### READING PASSAGE
On 11/12/2024 8:43 AM, Michael Kelley wrote:
From: Naman Jain <namj...@linux.microsoft.com> Sent: Sunday, November 10, 2024 
9:44 PM

On 11/7/2024 11:14 AM, Naman Jain wrote:

On 11/1/2024 12:44 AM, Michael Kelley wrote:
From: Naman Jain <namj...@linux.microsoft.com> Sent: Tuesday, October 29, 2024 
1:02 AM


@@ -2494,6 +2495,22 @@ static int vmbus_bus_resume(struct device *dev)


+    mutex_lock(&vmbus_connection.channel_mutex);
+    list_for_each_entry(channel, &vmbus_connection.chn_list, listentry) {
+        if (channel->offermsg.child_relid != INVALID_RELID)
+            continue;
+        /* hvsock channels are not expected to be present. */
+        if (is_hvsock_channel(channel))
+            continue;
+        pr_err("channel %pUl/%pUl not present after resume.\n",
+            &channel->offermsg.offer.if_type,
+            &channel->offermsg.offer.if_instance);
+        /* ToDo: Cleanup these channels here */
+    }
+    mutex_unlock(&vmbus_connection.channel_mutex);

Dexuan and John have explained how in Azure VMs, there should not be
any VFs assigned to the VM at the time of hibernation. So the above
check for missing offers does not trigger an error message due to
VF offers coming after the all-offers-received message.

### RAW DATA
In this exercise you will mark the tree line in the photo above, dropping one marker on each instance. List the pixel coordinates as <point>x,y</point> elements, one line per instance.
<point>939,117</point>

### EXERCISE INSTRUCTIONS
- a) In the VMBus resume thread, why doesn't the check for missing offers produce an error message because of VF offers arriving after the all-offers-received message? Answer in one to three sentences.
- b) Return the passage of the VMBus resume thread from "On 11/1/2024 12:44" to "vmbus_bus_resume(struct device *dev)", copied verbatim.

### ANSWERS TO THE EXERCISES
- a) In Azure VMs, no VFs should be assigned to the VM at the time of hibernation. So the check does not trigger an error message from VF offers coming after the all-offers-received message.

- b)
On 11/1/2024 12:44 AM, Michael Kelley wrote:
From: Naman Jain <namj...@linux.microsoft.com> Sent: Tuesday, October 29, 2024 
1:02 AM


@@ -2494,6 +2495,22 @@ static int vmbus_bus_resume(struct device *dev)